[Begin TASK INPUT]
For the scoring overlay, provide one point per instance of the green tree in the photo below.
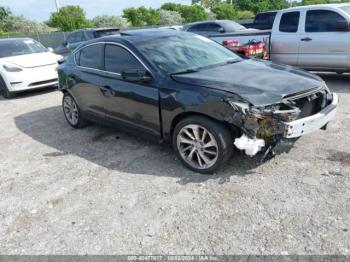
(189, 13)
(141, 16)
(132, 15)
(224, 11)
(4, 13)
(257, 6)
(316, 2)
(69, 18)
(170, 17)
(244, 14)
(20, 24)
(109, 21)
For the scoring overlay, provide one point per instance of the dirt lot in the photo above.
(101, 191)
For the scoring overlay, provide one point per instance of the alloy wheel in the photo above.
(197, 146)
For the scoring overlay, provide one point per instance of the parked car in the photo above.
(207, 28)
(75, 38)
(316, 38)
(262, 21)
(26, 64)
(188, 89)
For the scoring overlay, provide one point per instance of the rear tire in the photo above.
(72, 112)
(4, 91)
(203, 145)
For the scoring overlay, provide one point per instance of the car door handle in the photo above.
(107, 91)
(105, 88)
(306, 39)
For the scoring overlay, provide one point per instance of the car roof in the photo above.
(209, 21)
(133, 36)
(96, 29)
(16, 38)
(318, 6)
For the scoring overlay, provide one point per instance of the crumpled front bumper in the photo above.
(312, 123)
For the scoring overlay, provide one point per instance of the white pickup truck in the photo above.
(315, 38)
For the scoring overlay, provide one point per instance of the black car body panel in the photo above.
(156, 105)
(258, 82)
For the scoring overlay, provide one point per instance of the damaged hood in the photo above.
(258, 82)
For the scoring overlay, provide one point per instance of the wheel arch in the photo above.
(184, 115)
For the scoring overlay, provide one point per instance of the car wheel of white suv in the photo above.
(3, 89)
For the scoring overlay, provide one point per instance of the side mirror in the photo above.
(136, 75)
(343, 26)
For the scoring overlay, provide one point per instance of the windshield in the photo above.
(346, 9)
(14, 47)
(106, 32)
(185, 52)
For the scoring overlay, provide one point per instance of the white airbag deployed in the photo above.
(250, 146)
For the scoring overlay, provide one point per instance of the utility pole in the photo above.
(57, 5)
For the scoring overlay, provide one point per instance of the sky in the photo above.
(40, 10)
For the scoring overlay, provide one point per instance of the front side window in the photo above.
(182, 52)
(90, 56)
(15, 47)
(290, 22)
(117, 59)
(322, 21)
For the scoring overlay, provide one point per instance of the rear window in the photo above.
(346, 9)
(322, 21)
(265, 18)
(14, 47)
(290, 22)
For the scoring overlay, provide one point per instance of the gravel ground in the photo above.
(102, 191)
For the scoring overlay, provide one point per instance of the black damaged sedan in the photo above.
(186, 89)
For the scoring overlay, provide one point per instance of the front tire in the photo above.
(72, 112)
(202, 145)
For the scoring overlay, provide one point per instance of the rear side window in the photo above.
(290, 22)
(117, 59)
(199, 28)
(90, 56)
(322, 21)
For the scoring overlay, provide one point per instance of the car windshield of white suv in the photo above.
(16, 47)
(346, 9)
(182, 53)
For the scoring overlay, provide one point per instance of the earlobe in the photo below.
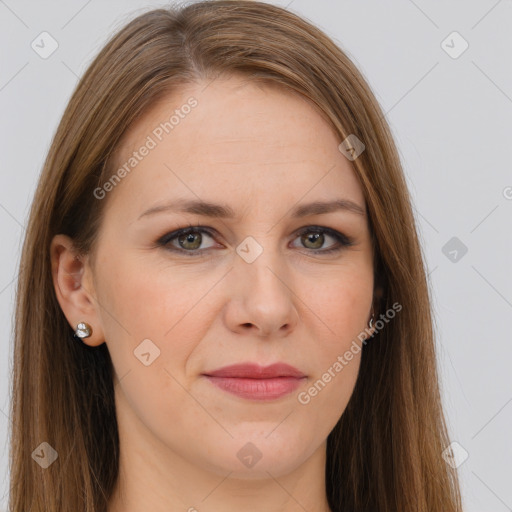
(74, 289)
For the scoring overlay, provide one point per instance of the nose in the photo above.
(261, 298)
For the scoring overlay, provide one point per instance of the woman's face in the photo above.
(252, 282)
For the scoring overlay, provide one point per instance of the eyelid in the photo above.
(343, 241)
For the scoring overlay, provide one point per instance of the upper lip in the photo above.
(256, 371)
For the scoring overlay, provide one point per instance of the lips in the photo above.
(255, 382)
(255, 371)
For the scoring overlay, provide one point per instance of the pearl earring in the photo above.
(83, 330)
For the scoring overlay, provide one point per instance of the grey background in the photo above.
(451, 119)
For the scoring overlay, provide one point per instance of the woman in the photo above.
(222, 301)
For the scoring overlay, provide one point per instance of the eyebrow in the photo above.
(214, 210)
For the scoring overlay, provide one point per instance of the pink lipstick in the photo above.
(255, 382)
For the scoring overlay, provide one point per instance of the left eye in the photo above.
(190, 240)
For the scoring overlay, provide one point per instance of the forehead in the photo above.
(233, 141)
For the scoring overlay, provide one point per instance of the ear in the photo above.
(72, 279)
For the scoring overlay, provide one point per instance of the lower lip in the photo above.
(257, 389)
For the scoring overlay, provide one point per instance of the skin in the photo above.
(262, 151)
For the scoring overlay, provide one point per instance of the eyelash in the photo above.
(342, 240)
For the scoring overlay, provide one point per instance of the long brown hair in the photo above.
(384, 454)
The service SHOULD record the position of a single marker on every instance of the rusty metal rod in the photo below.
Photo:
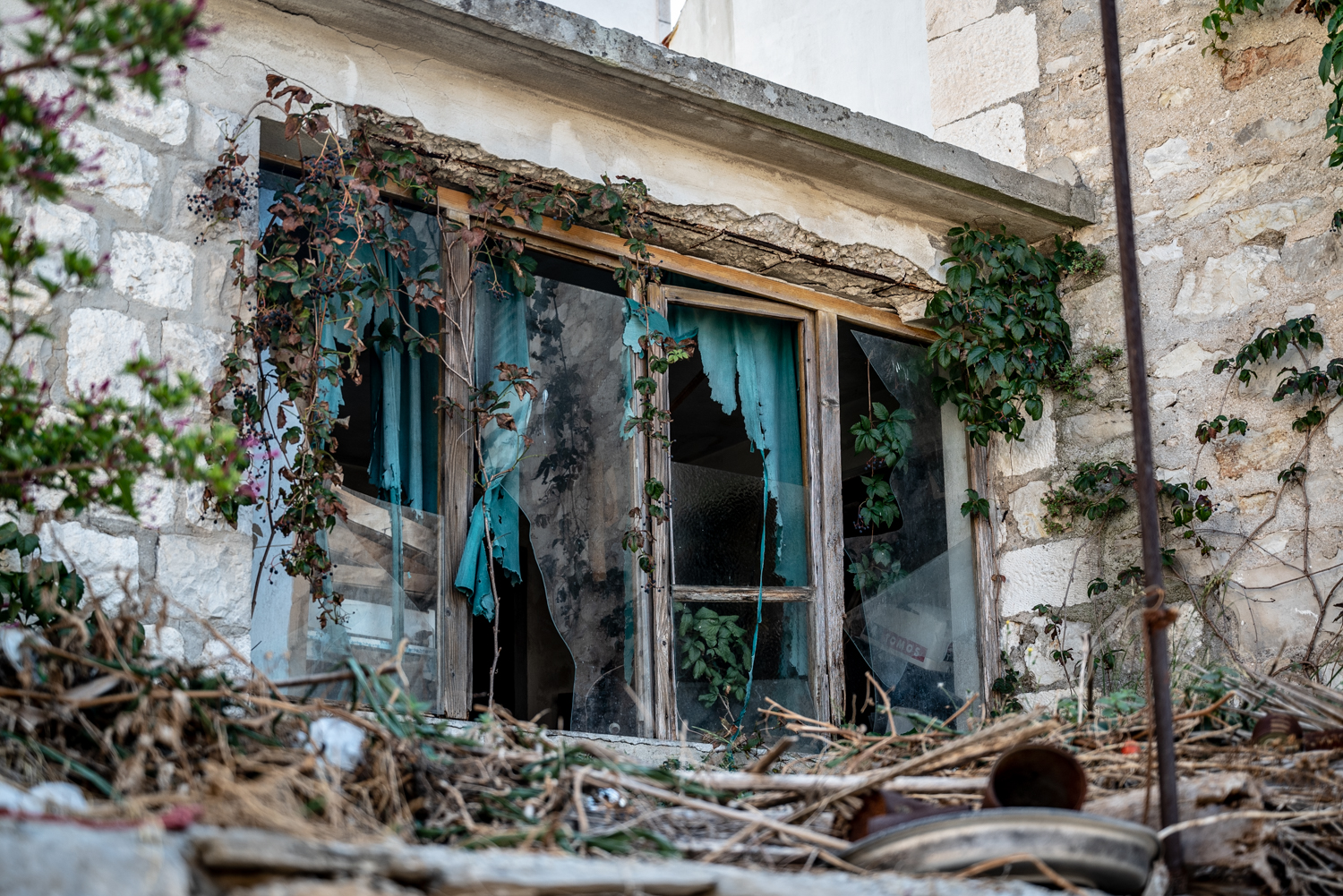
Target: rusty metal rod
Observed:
(1158, 656)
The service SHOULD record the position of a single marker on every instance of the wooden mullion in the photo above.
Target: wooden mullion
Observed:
(661, 632)
(743, 594)
(986, 576)
(457, 453)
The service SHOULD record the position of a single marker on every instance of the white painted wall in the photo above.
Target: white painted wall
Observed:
(869, 55)
(650, 19)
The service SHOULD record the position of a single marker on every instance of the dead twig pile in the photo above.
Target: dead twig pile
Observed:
(160, 739)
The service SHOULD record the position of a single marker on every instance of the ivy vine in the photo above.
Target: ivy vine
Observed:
(1001, 330)
(1100, 492)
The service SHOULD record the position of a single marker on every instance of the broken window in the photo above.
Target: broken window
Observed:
(910, 589)
(386, 554)
(566, 484)
(747, 593)
(739, 516)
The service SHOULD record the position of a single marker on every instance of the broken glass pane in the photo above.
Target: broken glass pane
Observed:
(577, 487)
(910, 586)
(714, 661)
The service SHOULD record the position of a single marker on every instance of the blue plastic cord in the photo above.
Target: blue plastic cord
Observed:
(755, 638)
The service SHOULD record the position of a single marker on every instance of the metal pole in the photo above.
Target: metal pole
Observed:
(1158, 654)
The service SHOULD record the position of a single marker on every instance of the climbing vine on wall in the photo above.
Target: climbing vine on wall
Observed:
(1327, 13)
(1001, 330)
(1100, 493)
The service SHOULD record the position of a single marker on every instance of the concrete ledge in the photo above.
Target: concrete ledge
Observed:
(612, 73)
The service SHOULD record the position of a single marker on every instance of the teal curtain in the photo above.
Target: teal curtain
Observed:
(500, 337)
(752, 364)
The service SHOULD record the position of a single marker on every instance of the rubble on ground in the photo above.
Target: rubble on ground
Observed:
(94, 731)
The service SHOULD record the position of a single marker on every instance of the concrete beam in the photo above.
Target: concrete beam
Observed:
(620, 75)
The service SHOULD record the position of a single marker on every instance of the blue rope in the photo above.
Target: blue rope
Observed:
(755, 638)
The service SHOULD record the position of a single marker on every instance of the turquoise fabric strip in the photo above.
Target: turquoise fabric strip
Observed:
(752, 364)
(500, 337)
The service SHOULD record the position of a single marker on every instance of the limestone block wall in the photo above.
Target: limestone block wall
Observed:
(980, 62)
(167, 293)
(1233, 199)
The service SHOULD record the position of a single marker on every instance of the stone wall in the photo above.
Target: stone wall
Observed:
(1233, 199)
(168, 287)
(167, 293)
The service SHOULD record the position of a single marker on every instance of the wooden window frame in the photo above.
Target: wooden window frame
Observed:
(819, 316)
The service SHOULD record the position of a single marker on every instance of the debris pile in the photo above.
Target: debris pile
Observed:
(148, 739)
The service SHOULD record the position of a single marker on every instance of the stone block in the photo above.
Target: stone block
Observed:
(1244, 67)
(1159, 50)
(1080, 21)
(1268, 452)
(1310, 260)
(152, 269)
(156, 501)
(193, 349)
(64, 858)
(61, 227)
(1248, 223)
(109, 565)
(218, 656)
(1098, 427)
(998, 133)
(1228, 284)
(1182, 360)
(166, 643)
(1096, 313)
(121, 171)
(1028, 511)
(1227, 187)
(1037, 449)
(1041, 573)
(982, 64)
(1168, 252)
(1174, 97)
(1171, 158)
(166, 120)
(1060, 171)
(945, 16)
(1280, 129)
(98, 344)
(210, 576)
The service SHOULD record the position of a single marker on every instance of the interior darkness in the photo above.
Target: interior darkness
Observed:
(567, 271)
(536, 670)
(856, 383)
(355, 426)
(701, 432)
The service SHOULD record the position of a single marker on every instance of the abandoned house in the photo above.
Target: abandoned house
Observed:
(805, 163)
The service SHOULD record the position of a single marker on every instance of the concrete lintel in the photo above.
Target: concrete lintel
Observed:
(617, 74)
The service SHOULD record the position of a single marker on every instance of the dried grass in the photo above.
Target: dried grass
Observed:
(158, 739)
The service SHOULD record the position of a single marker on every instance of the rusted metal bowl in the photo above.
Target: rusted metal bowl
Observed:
(1036, 775)
(1104, 853)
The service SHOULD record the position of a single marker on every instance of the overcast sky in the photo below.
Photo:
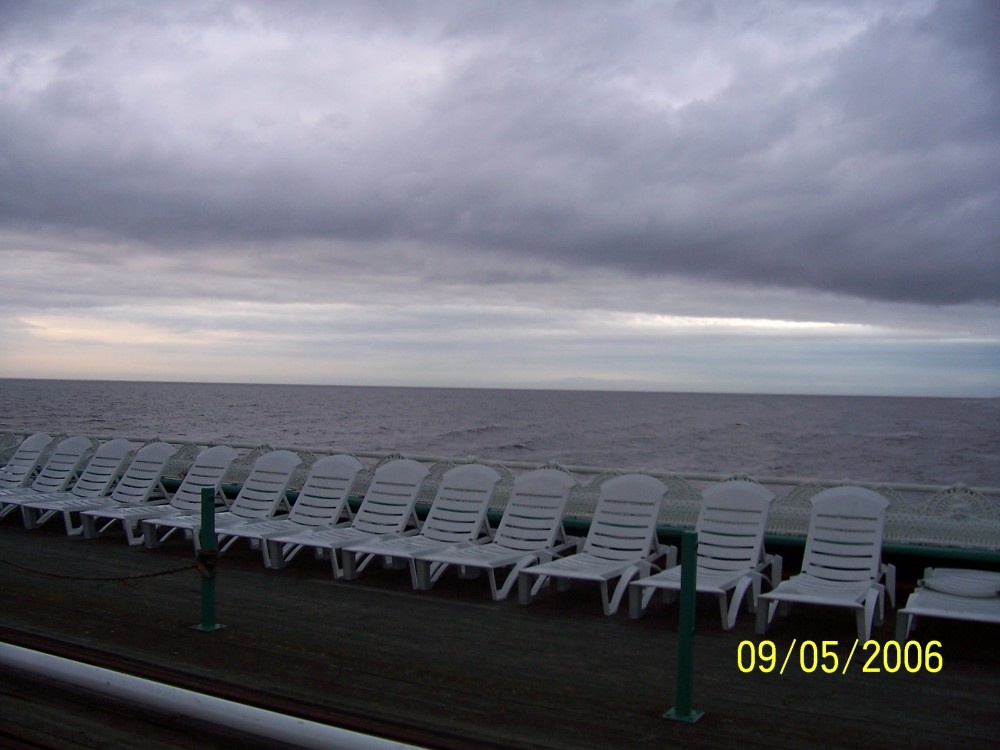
[End TASK INPUT]
TO DO: Could you write the records out again, starting at the line containing "bowl in the photo above." and ending at the end of the records, with "corroded" substituted for "rusted" and the pictures left out?

SOLUTION FOR THIS TASK:
The service SHOULD record the position of a single marker on every instance of the corroded metal bowl in the photo above.
Target: corroded metal bowl
Observed:
(1036, 775)
(1104, 853)
The service SHOULD record the position of a single marker on every instance of the overcast sky in the photo below.
Photo:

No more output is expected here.